### RECORDS TO USE ###

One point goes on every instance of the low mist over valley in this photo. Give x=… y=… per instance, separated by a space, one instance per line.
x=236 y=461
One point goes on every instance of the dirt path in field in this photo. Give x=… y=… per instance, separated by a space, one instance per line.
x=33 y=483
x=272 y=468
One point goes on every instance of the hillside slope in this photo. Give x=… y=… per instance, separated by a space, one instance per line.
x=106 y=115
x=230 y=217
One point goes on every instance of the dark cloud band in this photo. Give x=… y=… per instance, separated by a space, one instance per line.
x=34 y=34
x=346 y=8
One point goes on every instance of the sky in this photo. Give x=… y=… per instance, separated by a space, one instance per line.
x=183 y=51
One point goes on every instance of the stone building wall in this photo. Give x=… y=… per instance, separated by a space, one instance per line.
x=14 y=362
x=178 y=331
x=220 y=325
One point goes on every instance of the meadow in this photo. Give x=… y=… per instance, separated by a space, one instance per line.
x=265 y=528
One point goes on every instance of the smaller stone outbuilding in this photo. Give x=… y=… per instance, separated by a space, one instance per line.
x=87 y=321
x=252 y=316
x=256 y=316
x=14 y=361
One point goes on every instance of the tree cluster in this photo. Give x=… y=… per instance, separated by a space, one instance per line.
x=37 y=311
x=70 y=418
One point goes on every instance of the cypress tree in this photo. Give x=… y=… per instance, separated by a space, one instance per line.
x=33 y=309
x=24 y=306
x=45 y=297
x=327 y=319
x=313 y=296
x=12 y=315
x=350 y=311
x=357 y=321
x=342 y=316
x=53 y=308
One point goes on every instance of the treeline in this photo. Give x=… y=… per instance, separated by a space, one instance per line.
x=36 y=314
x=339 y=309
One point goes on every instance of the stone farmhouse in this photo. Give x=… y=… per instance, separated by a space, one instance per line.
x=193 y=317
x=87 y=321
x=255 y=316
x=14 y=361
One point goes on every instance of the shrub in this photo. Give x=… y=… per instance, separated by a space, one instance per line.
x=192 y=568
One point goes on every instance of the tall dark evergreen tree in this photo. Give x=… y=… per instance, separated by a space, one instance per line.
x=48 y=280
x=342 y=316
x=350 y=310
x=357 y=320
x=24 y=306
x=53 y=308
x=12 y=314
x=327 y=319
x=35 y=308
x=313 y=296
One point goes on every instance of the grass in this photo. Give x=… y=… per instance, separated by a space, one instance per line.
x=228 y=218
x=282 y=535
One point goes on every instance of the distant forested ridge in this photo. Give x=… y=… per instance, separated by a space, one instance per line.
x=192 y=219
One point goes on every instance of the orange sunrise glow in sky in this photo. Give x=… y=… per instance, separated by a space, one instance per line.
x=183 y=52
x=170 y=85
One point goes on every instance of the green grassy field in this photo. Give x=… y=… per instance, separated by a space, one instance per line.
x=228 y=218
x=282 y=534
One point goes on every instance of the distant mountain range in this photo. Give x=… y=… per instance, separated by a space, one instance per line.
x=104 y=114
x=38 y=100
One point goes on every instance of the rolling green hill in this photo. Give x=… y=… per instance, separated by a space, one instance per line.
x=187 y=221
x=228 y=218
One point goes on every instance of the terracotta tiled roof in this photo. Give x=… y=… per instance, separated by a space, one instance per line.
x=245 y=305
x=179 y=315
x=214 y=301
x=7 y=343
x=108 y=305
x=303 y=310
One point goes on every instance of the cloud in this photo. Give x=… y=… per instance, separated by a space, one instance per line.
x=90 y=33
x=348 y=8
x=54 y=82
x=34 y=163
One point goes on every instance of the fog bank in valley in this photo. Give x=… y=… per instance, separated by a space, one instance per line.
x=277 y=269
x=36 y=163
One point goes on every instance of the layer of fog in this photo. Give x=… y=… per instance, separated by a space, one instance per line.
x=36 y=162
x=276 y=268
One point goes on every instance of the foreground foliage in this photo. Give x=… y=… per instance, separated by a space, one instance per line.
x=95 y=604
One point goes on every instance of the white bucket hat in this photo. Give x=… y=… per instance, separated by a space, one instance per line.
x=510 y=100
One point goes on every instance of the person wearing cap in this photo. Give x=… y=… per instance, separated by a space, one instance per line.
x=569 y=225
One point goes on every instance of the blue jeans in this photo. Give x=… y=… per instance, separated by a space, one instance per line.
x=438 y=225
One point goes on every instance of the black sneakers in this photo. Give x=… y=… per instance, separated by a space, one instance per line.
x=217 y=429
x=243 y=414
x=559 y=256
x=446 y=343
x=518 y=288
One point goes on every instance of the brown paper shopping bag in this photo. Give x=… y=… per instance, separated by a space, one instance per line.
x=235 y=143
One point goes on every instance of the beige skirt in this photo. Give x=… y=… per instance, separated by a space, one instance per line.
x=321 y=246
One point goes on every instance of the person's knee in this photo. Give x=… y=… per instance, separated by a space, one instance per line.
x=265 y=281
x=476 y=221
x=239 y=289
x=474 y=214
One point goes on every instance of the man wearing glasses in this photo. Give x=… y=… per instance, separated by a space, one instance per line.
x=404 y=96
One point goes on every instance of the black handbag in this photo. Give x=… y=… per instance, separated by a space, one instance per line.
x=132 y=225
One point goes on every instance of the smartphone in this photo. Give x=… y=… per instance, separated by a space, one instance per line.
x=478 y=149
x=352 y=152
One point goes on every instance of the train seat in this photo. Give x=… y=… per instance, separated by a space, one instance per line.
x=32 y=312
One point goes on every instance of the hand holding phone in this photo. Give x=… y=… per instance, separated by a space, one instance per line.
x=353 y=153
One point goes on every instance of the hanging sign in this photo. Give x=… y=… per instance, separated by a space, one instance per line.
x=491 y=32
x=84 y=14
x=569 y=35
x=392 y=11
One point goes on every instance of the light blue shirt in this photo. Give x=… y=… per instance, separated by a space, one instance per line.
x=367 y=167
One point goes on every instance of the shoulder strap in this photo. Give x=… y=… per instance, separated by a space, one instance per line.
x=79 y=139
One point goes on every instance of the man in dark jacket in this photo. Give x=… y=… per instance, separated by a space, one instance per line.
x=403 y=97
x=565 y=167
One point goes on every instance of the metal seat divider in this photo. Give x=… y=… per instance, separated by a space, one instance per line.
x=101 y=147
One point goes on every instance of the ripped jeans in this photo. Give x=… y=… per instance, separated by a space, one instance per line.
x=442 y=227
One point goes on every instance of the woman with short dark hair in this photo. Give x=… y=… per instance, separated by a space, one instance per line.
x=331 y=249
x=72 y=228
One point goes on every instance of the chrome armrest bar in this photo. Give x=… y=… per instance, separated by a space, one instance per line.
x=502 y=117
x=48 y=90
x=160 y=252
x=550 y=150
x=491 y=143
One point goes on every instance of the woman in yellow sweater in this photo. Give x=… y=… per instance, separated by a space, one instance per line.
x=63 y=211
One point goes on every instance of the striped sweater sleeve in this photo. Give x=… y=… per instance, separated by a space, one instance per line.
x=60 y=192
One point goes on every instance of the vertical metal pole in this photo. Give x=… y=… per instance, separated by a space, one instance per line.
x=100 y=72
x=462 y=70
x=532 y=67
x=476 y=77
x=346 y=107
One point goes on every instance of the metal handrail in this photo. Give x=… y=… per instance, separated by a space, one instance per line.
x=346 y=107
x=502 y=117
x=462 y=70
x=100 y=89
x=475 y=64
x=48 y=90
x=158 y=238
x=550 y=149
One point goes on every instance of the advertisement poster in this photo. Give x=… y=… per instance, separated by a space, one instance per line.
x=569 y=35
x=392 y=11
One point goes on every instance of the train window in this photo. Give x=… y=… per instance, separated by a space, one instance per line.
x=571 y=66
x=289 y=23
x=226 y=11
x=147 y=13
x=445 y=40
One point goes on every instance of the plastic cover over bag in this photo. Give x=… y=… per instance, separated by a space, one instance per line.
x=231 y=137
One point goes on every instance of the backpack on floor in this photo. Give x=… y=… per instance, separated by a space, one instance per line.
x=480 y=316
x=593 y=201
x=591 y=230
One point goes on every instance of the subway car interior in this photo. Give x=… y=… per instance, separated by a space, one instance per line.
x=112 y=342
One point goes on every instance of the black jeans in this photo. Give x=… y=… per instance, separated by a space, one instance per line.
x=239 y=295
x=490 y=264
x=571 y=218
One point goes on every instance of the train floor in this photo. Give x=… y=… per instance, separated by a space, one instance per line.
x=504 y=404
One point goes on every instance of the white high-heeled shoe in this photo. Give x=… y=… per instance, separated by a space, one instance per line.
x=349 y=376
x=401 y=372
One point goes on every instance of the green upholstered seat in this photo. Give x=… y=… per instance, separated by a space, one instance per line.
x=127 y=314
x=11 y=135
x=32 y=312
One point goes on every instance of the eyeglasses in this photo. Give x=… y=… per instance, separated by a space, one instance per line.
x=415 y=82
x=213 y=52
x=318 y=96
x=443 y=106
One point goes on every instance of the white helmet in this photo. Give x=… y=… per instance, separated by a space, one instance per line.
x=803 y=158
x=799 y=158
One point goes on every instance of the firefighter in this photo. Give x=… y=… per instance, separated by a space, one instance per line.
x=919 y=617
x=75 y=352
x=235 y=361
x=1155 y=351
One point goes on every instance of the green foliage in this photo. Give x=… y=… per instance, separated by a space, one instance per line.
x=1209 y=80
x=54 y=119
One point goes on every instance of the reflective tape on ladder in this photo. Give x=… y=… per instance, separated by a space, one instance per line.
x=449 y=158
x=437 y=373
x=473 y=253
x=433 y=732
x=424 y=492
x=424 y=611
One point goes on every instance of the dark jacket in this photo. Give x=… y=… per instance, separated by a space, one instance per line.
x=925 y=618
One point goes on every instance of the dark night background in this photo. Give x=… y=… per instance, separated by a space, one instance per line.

###

PROBLEM DETAILS:
Copy the records without any changes, from their first line through the line that contains "x=272 y=468".

ANSWER FOR THE TASK:
One point goes on every instance of the low mist over valley in this photo. Give x=… y=… per instance, separated by a space, one instance per line.
x=236 y=461
One point goes on every instance of the dirt path in field in this photo. Give x=… y=… per instance, separated by a space, one instance per line.
x=33 y=483
x=272 y=468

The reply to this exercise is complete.